» Brief:
Starting at the line that contains "Each instance receives a single keypoint. Tag the black alloy", reproduce every line through the end of the entries below, with no pictures in the copy.

::: Input records

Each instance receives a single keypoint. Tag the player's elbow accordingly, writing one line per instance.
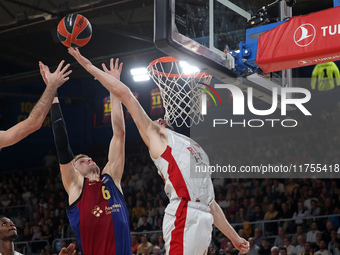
(119, 132)
(33, 125)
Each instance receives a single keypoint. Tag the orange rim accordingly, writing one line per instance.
(169, 60)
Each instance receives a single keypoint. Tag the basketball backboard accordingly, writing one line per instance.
(200, 32)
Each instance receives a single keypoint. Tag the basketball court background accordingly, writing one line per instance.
(120, 29)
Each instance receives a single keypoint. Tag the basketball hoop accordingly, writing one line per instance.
(181, 93)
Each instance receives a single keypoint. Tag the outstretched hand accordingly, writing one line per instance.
(57, 78)
(242, 245)
(70, 250)
(115, 70)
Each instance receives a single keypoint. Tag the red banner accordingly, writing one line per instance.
(301, 41)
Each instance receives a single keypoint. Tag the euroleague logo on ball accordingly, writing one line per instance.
(304, 35)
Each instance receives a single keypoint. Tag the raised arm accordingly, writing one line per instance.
(153, 135)
(72, 179)
(38, 114)
(116, 157)
(223, 225)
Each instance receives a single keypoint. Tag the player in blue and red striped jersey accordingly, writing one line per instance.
(97, 211)
(192, 210)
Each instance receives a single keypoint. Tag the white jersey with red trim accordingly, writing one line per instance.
(178, 166)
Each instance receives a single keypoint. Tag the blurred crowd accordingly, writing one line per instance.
(35, 199)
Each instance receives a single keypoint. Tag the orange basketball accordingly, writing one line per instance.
(74, 30)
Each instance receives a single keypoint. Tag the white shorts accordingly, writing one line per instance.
(190, 232)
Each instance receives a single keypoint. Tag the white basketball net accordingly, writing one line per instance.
(180, 92)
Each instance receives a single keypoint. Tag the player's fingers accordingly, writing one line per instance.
(112, 66)
(105, 68)
(65, 68)
(117, 63)
(120, 67)
(68, 73)
(60, 65)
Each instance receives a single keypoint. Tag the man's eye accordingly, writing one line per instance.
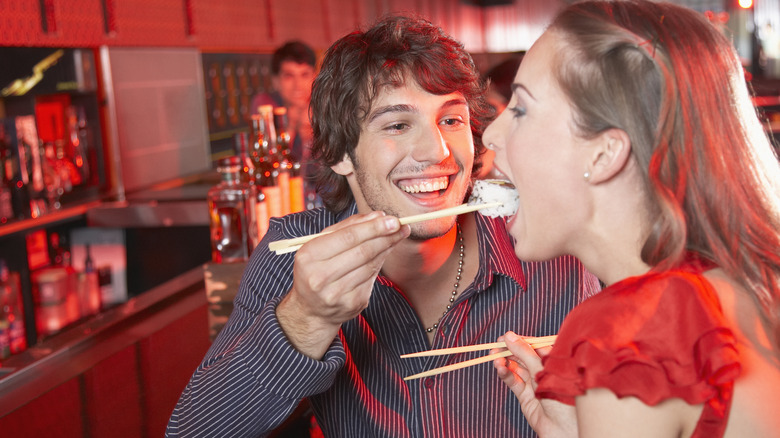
(452, 121)
(517, 111)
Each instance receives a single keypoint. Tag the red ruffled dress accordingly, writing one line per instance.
(657, 336)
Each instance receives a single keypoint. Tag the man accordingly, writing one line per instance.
(397, 113)
(293, 67)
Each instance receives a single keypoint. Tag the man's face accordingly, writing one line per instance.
(294, 83)
(414, 155)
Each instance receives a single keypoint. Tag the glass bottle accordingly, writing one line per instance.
(11, 287)
(288, 161)
(89, 298)
(266, 175)
(232, 215)
(249, 175)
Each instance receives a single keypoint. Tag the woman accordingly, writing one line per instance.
(633, 145)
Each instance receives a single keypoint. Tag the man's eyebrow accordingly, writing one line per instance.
(516, 87)
(455, 102)
(400, 108)
(406, 108)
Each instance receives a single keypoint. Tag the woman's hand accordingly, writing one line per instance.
(549, 418)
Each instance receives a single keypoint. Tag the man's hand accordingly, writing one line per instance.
(333, 277)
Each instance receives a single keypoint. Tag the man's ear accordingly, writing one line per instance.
(344, 167)
(610, 155)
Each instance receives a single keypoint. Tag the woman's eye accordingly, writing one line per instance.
(396, 127)
(517, 111)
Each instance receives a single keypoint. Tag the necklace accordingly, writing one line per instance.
(457, 282)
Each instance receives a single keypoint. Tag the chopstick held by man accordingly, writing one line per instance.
(397, 114)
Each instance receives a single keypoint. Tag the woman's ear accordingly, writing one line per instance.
(610, 155)
(343, 167)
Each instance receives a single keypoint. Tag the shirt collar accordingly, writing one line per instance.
(496, 253)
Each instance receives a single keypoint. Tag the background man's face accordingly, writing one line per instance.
(294, 83)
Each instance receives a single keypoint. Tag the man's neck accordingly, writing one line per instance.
(422, 267)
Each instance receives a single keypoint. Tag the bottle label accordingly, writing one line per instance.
(273, 197)
(284, 188)
(261, 214)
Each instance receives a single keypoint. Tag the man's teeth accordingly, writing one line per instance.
(427, 186)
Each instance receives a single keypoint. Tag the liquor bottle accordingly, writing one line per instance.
(288, 161)
(6, 203)
(249, 175)
(5, 330)
(89, 298)
(12, 172)
(232, 215)
(266, 175)
(10, 285)
(81, 152)
(273, 152)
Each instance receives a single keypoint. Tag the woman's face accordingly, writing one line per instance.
(536, 148)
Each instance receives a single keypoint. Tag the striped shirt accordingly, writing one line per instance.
(252, 378)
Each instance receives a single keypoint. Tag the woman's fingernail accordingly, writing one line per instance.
(391, 223)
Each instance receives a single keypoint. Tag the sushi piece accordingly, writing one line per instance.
(492, 190)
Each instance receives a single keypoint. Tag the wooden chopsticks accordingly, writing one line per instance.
(291, 245)
(535, 342)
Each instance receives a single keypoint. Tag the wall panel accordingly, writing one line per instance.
(240, 25)
(149, 23)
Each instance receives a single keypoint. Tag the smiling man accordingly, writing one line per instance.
(397, 113)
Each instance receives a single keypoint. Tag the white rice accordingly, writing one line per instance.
(492, 190)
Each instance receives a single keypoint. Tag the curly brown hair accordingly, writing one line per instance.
(358, 65)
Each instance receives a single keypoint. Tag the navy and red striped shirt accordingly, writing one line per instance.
(252, 378)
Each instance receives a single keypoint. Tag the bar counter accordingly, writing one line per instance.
(118, 373)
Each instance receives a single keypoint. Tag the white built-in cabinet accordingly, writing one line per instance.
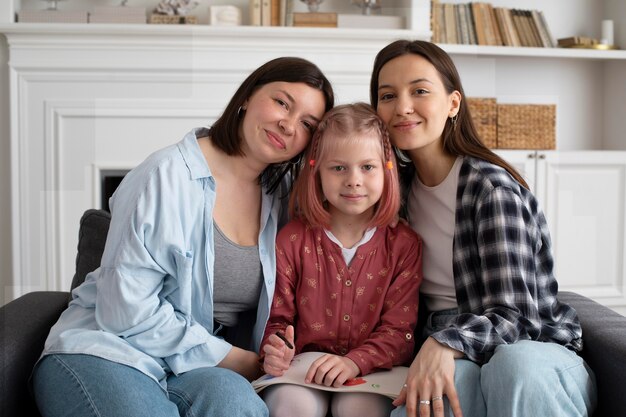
(83, 97)
(583, 195)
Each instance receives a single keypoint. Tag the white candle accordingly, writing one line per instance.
(607, 32)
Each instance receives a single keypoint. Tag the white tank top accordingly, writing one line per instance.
(432, 215)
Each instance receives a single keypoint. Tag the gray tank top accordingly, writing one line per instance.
(238, 278)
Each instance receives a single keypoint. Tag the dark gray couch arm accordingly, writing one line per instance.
(604, 349)
(24, 326)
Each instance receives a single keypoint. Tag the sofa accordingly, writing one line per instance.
(25, 322)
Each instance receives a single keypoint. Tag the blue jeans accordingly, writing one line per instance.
(85, 386)
(523, 379)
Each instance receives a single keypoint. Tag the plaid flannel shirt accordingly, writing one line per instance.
(503, 268)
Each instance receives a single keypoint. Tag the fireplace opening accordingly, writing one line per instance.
(110, 179)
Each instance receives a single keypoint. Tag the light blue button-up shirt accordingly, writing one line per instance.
(150, 304)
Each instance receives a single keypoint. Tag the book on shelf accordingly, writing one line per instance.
(450, 22)
(388, 383)
(118, 14)
(315, 19)
(52, 16)
(436, 22)
(480, 23)
(544, 32)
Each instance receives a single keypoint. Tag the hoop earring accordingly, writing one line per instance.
(297, 160)
(453, 120)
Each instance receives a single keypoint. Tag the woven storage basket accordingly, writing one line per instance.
(484, 116)
(172, 19)
(526, 126)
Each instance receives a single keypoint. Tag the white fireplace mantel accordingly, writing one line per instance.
(88, 98)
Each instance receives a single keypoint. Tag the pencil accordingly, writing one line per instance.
(284, 339)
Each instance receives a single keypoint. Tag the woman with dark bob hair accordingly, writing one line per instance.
(160, 328)
(497, 340)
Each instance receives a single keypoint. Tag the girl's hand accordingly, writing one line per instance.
(331, 370)
(278, 355)
(431, 375)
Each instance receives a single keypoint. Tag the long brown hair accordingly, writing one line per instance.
(461, 140)
(225, 130)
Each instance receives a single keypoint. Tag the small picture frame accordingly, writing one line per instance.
(225, 15)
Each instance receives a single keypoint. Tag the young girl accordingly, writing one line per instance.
(499, 342)
(347, 283)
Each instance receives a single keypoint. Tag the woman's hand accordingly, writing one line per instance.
(278, 355)
(331, 370)
(431, 376)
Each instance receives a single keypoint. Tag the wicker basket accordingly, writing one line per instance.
(484, 115)
(172, 19)
(526, 126)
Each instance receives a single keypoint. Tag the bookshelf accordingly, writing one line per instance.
(154, 64)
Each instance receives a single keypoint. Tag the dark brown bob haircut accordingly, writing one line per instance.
(460, 141)
(225, 131)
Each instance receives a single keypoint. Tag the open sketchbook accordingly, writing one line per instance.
(387, 383)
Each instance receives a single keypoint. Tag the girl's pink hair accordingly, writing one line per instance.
(352, 123)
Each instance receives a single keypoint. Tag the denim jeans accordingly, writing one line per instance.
(84, 386)
(523, 379)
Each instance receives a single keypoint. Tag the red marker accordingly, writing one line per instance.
(284, 339)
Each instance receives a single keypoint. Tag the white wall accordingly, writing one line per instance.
(5, 169)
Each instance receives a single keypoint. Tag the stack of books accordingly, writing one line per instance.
(118, 14)
(479, 23)
(271, 12)
(52, 16)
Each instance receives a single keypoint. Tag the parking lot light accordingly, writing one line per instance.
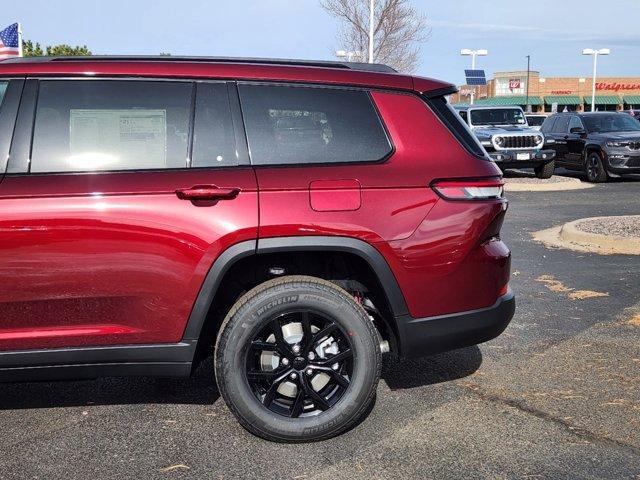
(473, 53)
(595, 53)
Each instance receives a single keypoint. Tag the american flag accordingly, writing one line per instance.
(9, 41)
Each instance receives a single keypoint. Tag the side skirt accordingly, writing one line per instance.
(171, 360)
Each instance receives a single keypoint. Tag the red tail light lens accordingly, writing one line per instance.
(485, 189)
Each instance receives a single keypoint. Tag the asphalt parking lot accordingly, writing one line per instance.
(556, 396)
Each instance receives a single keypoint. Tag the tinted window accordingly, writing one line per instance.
(535, 121)
(213, 135)
(94, 125)
(547, 125)
(575, 123)
(561, 125)
(456, 125)
(616, 122)
(293, 125)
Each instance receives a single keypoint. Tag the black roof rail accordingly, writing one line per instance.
(369, 67)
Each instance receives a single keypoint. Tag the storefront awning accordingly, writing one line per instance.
(603, 99)
(510, 100)
(562, 99)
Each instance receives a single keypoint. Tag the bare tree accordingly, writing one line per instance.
(398, 30)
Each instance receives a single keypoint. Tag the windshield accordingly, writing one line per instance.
(616, 122)
(535, 121)
(498, 116)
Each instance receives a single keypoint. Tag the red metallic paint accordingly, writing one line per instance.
(117, 258)
(80, 251)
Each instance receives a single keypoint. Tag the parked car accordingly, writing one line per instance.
(508, 139)
(301, 217)
(601, 144)
(535, 120)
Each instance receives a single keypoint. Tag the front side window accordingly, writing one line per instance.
(101, 125)
(497, 116)
(298, 125)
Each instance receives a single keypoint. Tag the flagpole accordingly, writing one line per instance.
(19, 39)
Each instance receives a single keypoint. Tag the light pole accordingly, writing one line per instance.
(473, 54)
(348, 55)
(595, 53)
(371, 12)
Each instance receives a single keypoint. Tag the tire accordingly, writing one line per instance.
(594, 168)
(261, 393)
(545, 170)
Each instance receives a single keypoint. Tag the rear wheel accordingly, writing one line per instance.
(594, 167)
(297, 359)
(545, 170)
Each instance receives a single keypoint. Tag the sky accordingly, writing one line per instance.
(553, 32)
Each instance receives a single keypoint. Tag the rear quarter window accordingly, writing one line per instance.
(288, 125)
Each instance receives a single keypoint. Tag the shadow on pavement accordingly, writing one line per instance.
(400, 374)
(201, 388)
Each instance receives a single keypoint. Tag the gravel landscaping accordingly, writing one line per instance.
(624, 226)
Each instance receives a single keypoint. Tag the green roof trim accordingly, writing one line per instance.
(632, 99)
(603, 99)
(510, 100)
(562, 99)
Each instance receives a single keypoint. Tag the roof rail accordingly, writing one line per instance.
(370, 67)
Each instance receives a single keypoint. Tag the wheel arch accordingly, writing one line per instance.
(205, 301)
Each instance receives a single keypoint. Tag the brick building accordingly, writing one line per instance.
(570, 93)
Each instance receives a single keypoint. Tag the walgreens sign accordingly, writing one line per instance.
(617, 87)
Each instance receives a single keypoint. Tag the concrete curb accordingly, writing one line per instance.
(568, 184)
(570, 237)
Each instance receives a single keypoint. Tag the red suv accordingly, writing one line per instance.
(301, 218)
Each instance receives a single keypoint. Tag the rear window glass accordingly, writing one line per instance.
(289, 125)
(111, 125)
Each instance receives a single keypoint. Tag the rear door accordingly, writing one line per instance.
(575, 143)
(118, 196)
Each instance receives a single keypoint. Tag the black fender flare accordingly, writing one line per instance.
(241, 250)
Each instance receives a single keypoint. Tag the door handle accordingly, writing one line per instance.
(207, 192)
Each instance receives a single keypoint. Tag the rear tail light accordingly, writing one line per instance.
(485, 189)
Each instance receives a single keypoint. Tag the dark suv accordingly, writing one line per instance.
(301, 217)
(601, 144)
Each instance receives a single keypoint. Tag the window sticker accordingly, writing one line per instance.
(128, 136)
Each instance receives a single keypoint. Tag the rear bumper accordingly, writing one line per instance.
(420, 337)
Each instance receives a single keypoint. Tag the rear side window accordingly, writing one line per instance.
(289, 125)
(456, 125)
(99, 125)
(213, 135)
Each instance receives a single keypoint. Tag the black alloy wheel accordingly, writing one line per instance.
(595, 170)
(298, 359)
(305, 372)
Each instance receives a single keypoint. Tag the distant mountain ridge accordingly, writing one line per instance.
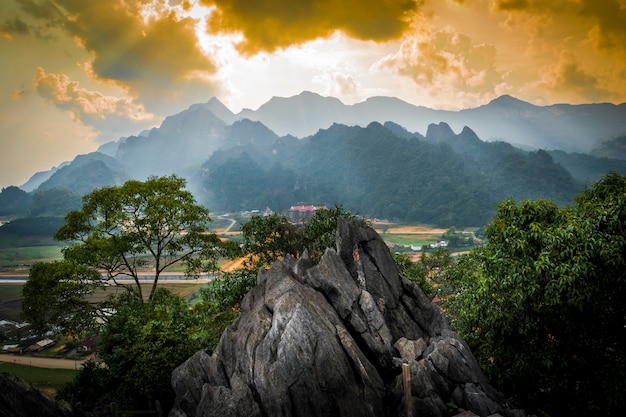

::::::

» Response:
Each instance receives a single keypoint. Tag the black alloy wheel accordingly, writing one line per instance.
(595, 170)
(298, 359)
(305, 372)
Each instance receives a single keypoint. Tag the distant mountain ridge accordingly, writing one line per instance.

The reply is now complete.